*** Stored rows
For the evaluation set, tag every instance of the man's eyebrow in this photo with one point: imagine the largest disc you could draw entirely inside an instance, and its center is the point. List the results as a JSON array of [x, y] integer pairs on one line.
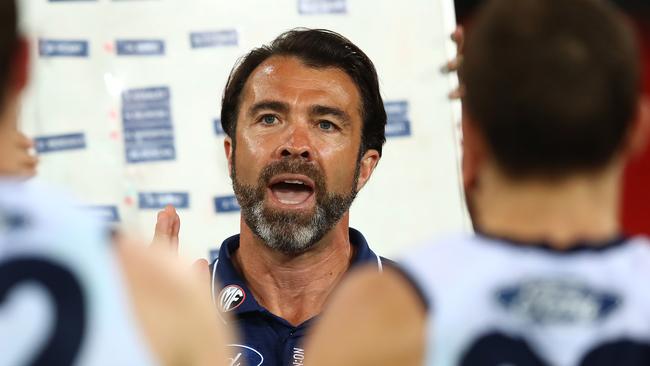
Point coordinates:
[[322, 110], [271, 105]]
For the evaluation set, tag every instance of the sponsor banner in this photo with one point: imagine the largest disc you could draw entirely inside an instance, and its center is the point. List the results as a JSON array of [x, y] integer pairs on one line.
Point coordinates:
[[151, 47], [62, 48], [158, 200], [48, 144], [105, 213], [148, 130], [221, 38]]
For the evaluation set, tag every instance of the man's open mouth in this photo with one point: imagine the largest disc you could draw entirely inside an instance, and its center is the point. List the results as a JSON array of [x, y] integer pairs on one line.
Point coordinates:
[[291, 189]]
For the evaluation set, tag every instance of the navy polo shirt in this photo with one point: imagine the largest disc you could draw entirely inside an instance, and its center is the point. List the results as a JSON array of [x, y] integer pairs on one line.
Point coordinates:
[[265, 339]]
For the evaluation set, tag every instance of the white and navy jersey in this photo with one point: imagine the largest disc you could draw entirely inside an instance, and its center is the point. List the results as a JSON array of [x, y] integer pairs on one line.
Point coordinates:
[[62, 296], [496, 302]]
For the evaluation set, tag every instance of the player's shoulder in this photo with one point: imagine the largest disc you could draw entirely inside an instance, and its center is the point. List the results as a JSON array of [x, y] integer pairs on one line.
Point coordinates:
[[39, 206]]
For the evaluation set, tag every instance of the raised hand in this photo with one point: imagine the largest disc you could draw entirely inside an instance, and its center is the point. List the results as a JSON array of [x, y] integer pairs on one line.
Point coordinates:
[[168, 224]]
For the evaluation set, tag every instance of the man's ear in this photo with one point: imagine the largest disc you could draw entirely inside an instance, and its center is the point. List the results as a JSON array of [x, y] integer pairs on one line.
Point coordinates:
[[228, 149], [637, 137], [474, 152], [368, 163]]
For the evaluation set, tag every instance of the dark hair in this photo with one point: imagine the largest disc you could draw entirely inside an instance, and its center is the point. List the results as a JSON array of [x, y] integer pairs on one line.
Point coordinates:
[[317, 48], [8, 42], [552, 85]]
******
» Directions for this task
Convert the whole listing above into a numbered list, one line per item, omitting blank lines and leaving out the pictures.

» Completed exercise
1. For the evaluation set, tag every instance of the man's eyebrow in this photo with one point: imagine the largest disc you could draw entirely inside an instance, and its center is the point. List the results as a JSON array of [x, y] integer pairs on one line.
2. Point coordinates:
3. [[322, 110], [271, 105]]
4. For the evaluation set, tag every instance of the sponsor banner in this photo with one point: imagine the largest disc you could draw entirely inside an instance, and its center is the point. List the results as a JSON array of [x, y] integer pairs on one line.
5. Point coordinates:
6. [[151, 47], [62, 48], [158, 200], [48, 144], [105, 213], [148, 130], [221, 38]]
7. For the evaluation set, tag every instance of the man's open mouth in this photo with one point: imagine the largest disc you could draw entirely inside an instance, and its center is the point. List the results as a JSON array of [x, y] integer pairs on one line.
8. Point coordinates:
9. [[291, 189]]
10. For the evaluation set, tag every instance of the navy polo shirt in this photo with one point: imagine the largest disc you could draw entirely inside an instance, and its center is the point. List the results as a JSON array of [x, y] integer pairs on one line.
11. Point coordinates:
12. [[265, 339]]
13. For the evaluation set, tag every instance of the white and navy jersey in this photo with one point: imagine the largest disc you could draw entirely inside an instance, and its center is the point. List the results as a JSON array of [x, y] integer pairs on one line.
14. Point coordinates:
15. [[62, 296], [496, 302]]
16. For the evaluation set, tag every instance of the player's shoulder in this photo with one point: imagine the largest disc you could draw entirely inside an instance, and its center is the point. List the results as a JSON array of [x, y] integer pairs on one line.
17. Point coordinates:
18. [[39, 206]]
19. For the evaluation set, tag every instance of the raised hand in this photo with one point: imagine the largest disc you could draw entirely inside an instance, and its center is the point. List the results as a JSON array of [x, y] integer pairs on one line.
20. Point coordinates:
21. [[168, 224]]
22. For the evaluation set, tag every instance of the man's ear in this photo with one point: imagine the largest disc you could draw entirely inside an instance, and its center is the point. List the results as a JSON array of [x, y] integer pairs on one line.
23. Point coordinates:
24. [[228, 149], [637, 137], [474, 152], [368, 163]]
25. For the evaluation set, tag every instance of the dark hair in this photo with one point: imagine the largest disc you could draw entirely inside an instance, and its center is the point. List the results as a JSON array of [x, y] integer pairs on one line.
26. Point coordinates:
27. [[317, 48], [8, 42], [552, 85]]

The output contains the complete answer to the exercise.